> **Records to process**
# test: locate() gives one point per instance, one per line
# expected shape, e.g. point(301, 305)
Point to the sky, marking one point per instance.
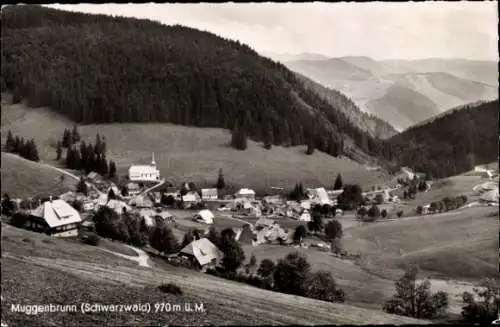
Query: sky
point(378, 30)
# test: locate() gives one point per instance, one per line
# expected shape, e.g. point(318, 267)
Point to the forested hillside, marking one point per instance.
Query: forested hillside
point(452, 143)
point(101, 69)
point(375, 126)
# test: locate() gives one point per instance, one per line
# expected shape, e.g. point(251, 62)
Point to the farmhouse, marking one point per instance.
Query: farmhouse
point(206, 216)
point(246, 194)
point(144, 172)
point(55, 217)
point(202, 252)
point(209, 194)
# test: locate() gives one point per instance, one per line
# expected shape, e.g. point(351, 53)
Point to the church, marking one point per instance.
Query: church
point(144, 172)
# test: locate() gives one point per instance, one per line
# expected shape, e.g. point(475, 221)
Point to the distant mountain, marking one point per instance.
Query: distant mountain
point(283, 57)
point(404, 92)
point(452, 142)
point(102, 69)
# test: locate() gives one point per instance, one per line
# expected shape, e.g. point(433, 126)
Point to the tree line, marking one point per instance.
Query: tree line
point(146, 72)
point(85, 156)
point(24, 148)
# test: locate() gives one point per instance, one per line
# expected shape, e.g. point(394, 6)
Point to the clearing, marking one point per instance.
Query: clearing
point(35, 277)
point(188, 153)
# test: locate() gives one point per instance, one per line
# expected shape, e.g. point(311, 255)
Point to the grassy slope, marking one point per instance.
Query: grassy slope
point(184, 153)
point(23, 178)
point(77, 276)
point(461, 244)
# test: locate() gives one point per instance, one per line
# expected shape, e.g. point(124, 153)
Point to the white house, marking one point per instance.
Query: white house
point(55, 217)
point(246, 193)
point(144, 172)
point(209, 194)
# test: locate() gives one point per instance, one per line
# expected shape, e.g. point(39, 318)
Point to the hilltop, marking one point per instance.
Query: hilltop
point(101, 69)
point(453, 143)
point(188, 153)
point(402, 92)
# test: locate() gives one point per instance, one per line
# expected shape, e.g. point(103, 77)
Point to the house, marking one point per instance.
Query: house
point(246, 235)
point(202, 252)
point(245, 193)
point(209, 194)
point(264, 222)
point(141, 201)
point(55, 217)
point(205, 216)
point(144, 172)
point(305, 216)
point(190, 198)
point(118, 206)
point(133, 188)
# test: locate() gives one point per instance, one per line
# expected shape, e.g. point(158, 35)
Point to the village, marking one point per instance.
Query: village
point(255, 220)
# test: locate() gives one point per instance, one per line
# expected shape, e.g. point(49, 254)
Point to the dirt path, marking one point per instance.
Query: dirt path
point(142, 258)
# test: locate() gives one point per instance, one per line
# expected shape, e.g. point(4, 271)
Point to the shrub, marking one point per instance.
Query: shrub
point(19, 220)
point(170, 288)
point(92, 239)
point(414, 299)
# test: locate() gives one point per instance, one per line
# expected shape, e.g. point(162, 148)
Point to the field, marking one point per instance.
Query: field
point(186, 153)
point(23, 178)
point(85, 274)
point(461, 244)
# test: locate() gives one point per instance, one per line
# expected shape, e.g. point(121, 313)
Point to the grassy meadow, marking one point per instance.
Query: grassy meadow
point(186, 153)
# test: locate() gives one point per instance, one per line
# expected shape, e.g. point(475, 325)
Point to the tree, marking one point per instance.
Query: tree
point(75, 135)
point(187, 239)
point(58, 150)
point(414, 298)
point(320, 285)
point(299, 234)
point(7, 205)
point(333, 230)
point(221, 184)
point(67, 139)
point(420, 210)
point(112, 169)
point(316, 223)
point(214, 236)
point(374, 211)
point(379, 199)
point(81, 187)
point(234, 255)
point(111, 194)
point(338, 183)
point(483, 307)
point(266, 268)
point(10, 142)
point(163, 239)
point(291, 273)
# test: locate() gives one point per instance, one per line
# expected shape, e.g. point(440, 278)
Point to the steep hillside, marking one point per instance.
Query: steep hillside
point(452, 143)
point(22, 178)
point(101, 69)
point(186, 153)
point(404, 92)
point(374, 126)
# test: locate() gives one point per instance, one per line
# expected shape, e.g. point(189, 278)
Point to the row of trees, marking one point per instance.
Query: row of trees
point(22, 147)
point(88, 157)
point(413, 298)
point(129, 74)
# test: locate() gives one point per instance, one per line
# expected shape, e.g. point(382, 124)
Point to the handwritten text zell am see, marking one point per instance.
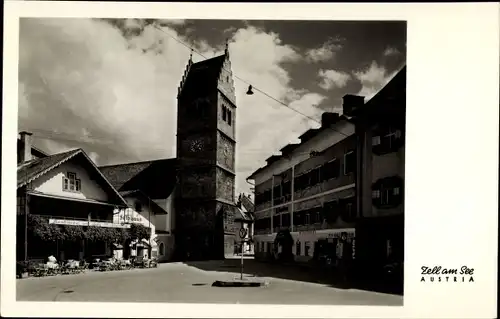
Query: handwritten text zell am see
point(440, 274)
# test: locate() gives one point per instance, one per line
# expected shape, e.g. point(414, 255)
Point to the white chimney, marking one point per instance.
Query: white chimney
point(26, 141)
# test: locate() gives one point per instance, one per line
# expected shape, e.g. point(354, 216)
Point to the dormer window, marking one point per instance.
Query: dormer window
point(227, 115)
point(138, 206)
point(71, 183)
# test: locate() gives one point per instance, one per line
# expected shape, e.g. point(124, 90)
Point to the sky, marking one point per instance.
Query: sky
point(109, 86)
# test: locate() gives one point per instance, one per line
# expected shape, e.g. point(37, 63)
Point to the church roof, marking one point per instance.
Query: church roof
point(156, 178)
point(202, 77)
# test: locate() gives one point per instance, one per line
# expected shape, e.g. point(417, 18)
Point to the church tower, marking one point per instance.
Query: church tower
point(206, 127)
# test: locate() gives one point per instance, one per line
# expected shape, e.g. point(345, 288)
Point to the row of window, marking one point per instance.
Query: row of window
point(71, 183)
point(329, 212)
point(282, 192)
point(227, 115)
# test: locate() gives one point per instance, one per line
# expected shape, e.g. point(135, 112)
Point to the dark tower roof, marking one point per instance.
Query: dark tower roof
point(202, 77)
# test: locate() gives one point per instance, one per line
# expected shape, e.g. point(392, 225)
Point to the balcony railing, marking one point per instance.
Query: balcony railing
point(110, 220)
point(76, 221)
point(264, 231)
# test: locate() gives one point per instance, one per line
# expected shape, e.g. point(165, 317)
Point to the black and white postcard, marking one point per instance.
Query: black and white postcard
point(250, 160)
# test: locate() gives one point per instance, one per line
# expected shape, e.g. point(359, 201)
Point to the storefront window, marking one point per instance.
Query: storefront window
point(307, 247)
==
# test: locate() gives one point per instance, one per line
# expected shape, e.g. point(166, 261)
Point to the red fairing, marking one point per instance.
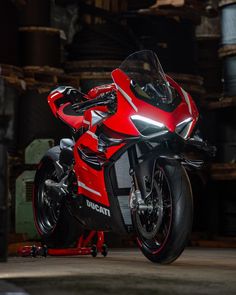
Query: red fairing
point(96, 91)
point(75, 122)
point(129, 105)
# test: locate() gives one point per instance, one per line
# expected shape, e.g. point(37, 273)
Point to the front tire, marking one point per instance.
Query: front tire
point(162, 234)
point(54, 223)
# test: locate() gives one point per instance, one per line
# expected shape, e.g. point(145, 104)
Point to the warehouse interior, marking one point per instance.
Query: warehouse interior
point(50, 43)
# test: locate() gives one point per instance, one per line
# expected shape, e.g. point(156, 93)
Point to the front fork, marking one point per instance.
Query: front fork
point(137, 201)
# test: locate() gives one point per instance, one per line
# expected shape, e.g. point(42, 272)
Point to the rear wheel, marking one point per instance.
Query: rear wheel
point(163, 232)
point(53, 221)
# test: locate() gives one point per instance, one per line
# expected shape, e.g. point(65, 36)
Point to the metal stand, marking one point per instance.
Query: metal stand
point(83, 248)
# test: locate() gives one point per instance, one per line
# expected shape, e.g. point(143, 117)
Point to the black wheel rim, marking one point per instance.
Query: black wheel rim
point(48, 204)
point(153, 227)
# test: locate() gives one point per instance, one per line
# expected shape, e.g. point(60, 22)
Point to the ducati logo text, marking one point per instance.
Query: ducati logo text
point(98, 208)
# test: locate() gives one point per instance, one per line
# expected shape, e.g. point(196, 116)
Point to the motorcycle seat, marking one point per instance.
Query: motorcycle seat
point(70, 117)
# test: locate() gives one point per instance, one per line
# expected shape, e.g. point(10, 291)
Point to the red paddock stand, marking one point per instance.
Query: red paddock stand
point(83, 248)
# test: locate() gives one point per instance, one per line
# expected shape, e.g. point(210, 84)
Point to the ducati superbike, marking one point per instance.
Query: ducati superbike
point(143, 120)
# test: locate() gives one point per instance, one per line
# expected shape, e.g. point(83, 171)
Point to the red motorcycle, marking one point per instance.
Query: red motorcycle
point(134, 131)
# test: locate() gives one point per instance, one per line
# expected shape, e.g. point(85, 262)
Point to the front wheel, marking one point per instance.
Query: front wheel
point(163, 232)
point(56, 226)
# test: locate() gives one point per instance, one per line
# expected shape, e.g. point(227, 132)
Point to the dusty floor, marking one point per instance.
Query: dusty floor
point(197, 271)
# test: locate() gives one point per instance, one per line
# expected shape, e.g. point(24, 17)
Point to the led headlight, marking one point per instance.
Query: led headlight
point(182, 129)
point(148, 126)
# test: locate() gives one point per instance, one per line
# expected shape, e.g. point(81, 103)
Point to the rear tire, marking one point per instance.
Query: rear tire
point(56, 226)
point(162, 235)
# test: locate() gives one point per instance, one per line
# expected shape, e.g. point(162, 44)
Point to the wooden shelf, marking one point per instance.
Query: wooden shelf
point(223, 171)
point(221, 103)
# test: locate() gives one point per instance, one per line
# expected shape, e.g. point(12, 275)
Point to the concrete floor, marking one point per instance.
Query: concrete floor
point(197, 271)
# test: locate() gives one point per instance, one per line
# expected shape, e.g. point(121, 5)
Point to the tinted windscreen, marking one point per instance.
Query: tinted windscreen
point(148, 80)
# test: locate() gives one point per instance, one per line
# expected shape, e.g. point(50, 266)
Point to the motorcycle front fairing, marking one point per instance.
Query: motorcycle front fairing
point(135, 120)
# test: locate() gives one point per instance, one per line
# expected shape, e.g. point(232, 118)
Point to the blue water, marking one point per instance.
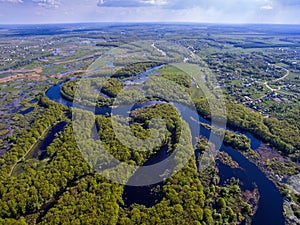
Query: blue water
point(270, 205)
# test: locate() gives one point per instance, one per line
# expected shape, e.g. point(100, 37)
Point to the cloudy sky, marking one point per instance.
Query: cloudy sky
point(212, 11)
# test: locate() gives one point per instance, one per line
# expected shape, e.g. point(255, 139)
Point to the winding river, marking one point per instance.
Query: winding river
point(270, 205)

> **Problem requirements**
Find every line in the material that contains the word "chimney", matching case exactly, and copy each of those lines.

> **Reply to the task**
Point to the white chimney, marking one point per instance.
Query: white chimney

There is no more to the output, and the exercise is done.